Start of Block

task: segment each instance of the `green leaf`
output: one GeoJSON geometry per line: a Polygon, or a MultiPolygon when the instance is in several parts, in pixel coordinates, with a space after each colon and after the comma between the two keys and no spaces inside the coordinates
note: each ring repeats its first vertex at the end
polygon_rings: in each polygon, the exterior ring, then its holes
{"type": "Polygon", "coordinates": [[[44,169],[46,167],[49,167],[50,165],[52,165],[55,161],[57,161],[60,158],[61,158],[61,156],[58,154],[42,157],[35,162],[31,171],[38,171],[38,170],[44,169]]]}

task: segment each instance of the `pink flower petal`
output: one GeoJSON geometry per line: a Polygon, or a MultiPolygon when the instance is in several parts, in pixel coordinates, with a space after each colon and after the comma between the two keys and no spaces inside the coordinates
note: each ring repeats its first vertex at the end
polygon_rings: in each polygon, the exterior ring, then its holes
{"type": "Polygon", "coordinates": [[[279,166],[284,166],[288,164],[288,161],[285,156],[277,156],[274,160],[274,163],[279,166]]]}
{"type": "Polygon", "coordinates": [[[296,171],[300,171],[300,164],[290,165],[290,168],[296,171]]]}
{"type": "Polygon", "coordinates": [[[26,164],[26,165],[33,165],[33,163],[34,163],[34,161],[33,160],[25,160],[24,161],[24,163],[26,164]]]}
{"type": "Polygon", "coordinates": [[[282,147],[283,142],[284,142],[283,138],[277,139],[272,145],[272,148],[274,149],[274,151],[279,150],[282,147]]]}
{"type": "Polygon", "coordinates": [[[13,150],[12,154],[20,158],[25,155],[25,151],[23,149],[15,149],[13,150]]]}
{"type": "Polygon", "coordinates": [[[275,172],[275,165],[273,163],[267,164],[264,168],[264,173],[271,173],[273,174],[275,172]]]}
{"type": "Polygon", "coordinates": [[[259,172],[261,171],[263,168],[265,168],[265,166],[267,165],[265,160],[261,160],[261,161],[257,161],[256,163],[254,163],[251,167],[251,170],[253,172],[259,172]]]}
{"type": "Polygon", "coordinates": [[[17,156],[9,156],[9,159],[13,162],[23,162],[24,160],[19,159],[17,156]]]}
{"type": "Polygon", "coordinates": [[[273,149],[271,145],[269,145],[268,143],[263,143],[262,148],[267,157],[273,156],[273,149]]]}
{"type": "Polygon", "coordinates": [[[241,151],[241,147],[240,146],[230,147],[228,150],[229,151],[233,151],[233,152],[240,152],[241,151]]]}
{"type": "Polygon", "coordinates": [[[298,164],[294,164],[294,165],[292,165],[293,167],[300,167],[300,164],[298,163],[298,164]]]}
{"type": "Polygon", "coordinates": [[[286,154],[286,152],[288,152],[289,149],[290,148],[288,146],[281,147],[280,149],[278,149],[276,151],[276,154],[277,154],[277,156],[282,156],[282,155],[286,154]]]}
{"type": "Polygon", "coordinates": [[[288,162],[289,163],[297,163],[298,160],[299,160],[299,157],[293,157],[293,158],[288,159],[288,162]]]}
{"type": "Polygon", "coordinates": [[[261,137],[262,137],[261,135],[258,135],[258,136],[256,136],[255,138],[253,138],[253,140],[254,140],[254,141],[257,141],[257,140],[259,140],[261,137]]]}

End of Block

To do =
Using the listing above, show every line that includes the string "task".

Finished exercise =
task: segment each instance of the `green leaf`
task: segment each instance of the `pink flower petal`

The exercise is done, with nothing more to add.